* _Task brief_
The response must consist of all the records, retyped exactly.

________________________________________

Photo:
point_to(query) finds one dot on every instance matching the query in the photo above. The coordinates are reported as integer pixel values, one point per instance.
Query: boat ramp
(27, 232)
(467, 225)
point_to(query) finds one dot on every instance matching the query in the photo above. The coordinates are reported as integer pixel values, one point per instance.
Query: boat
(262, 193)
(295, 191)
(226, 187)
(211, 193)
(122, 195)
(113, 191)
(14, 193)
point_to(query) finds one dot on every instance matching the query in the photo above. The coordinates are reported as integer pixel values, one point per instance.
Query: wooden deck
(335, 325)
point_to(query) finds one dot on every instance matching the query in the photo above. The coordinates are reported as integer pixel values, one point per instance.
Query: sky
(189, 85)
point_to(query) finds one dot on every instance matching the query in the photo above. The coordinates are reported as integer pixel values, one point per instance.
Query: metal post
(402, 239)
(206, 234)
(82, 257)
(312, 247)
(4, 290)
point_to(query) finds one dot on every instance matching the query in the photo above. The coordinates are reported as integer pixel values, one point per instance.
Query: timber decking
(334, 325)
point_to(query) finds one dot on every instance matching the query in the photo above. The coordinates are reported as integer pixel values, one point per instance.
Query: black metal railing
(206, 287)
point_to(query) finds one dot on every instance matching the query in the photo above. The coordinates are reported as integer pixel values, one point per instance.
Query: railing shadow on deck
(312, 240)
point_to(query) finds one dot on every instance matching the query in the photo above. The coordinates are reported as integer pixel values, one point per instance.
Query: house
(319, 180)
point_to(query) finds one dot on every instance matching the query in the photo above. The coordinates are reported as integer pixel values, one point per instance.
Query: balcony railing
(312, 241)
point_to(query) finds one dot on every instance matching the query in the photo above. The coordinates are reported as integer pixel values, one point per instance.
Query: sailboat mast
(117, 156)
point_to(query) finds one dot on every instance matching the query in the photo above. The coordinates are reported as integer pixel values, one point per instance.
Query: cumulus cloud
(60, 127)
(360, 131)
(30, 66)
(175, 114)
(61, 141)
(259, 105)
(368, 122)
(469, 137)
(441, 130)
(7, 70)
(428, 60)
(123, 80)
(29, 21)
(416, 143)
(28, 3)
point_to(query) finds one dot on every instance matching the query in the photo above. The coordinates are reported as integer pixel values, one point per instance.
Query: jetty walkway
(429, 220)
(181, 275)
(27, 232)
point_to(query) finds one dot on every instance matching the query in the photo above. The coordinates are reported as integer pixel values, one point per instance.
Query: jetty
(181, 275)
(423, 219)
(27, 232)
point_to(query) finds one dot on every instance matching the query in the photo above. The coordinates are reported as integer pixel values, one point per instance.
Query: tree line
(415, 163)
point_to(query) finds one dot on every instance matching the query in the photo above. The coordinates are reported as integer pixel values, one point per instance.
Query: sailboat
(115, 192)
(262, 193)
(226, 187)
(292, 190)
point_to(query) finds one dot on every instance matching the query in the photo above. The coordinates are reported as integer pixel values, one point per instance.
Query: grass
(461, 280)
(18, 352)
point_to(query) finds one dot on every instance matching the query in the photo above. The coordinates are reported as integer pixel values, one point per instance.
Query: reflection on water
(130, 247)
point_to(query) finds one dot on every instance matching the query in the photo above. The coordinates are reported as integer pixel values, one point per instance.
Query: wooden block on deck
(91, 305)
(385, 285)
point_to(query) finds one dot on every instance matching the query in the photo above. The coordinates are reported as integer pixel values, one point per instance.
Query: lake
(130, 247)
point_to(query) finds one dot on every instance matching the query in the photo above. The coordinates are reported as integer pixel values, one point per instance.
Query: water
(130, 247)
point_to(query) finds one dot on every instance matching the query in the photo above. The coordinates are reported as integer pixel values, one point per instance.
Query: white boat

________________________________________

* _Result of the exercise_
Photo:
point_to(query) finds one dot on every instance matching the query in the photo above. The coordinates are reported as integer pixel values, one point per instance.
Query: boat ramp
(27, 232)
(467, 225)
point_to(query) finds one dot on every instance matching the query in the photo above. The coordinates are reported as integer pixel values, one point per instance.
Query: boat
(262, 193)
(295, 191)
(226, 187)
(211, 193)
(122, 195)
(113, 191)
(14, 193)
point_to(query) finds one dot on every instance matching the query in the photo above. The coordinates are reported as integer pixel values, one point per instance.
Query: wooden deck
(335, 325)
point_to(query) finds one dot on every instance matching the query in the photo above. The coordinates are reported as integer pixel values, one point per instance.
Query: sky
(189, 85)
point_to(query) finds one dot on every instance matching the query in the photo above. The coordinates are reported as integer pixel values, one point per instance.
Query: metal post
(402, 239)
(206, 234)
(82, 257)
(312, 247)
(4, 290)
point_to(query) finds one dot on every instance matching the query in the photo above. The coordinates are reported as integer pixel values, one point per instance.
Query: timber decking
(334, 325)
point_to(query) finds one dot on every instance matching the query in the photo above. The coordinates are reported as integer pixel values, one point per instance.
Query: black metal railing
(206, 287)
point_to(query) finds one dot on every instance matching the query in the photo above. The coordinates are reported as integer pixel values, one point per instance.
Query: railing shadow on deck
(312, 240)
point_to(query) finds one dot on every instance matching the query in the photo above. The coordinates are reported as integer pixel values, one point per instance.
Query: house
(319, 180)
point_to(query) finds one dot on every instance matching the query in the photo above. The coordinates are reported as integer pixel values, one point per instance.
Query: balcony railing
(312, 241)
point_to(query) finds one dot on every instance matching the query in the photo above. The coordinates are reported as integer pixel values, one point per instance.
Query: sailboat mast
(117, 156)
point_to(query) finds one dot on every instance matching the query in the photo above. The coordinates are reported as integer pixel values, one point per instance.
Query: cumulus cloud
(60, 127)
(360, 131)
(30, 66)
(175, 114)
(61, 141)
(259, 105)
(368, 122)
(469, 137)
(441, 130)
(7, 70)
(428, 60)
(123, 80)
(29, 21)
(416, 143)
(28, 3)
point_to(query) finds one dot on every instance matching the query in the photo above. The coordinates are reported as integer pixel values, one point per instance.
Query: jetty walkway
(429, 220)
(181, 275)
(27, 232)
point_to(query) finds one dot on every instance matching the query in the photo above. The coordinates are reported as integer pixel values, one point per instance.
Query: jetty
(181, 275)
(423, 219)
(27, 232)
point_to(query) finds one dot on every instance matching the query in the photo above. The coordinates are reported as integer pixel values, one point per instance.
Query: tree line
(415, 163)
point_to(query) finds one dot on every instance matching the query in the photo above. The coordinates are reported as integer pixel values, one point per instance.
Query: sailboat
(115, 192)
(262, 193)
(226, 187)
(292, 190)
point_to(query) finds one dot on every instance matching the query in the photo above. The coordinates are reported as integer pixel values, one point per instance.
Query: grass
(461, 280)
(18, 352)
point_to(query) finds one dot on every instance matching the query in the photo above. The coordinates are reported as integer pixel values, one point per instance.
Query: reflection on water
(130, 247)
point_to(query) finds one dot on every instance matching the query in the photo above. The coordinates are reported as integer pixel values, one point per instance.
Query: wooden block on deck
(91, 305)
(385, 285)
point_to(query) finds one dot on every instance matching the query in the photo above. The coordinates are reported as integer pixel values, one point per instance.
Query: lake
(130, 247)
point_to(query) finds one dot on every instance matching the query in the photo above. The coordinates are reported as integer pixel values, one point per instance.
Query: water
(130, 247)
point_to(query) finds one dot on every instance matching the query in the photo above. The coordinates are reported as integer pixel values, one point per instance.
Query: white boat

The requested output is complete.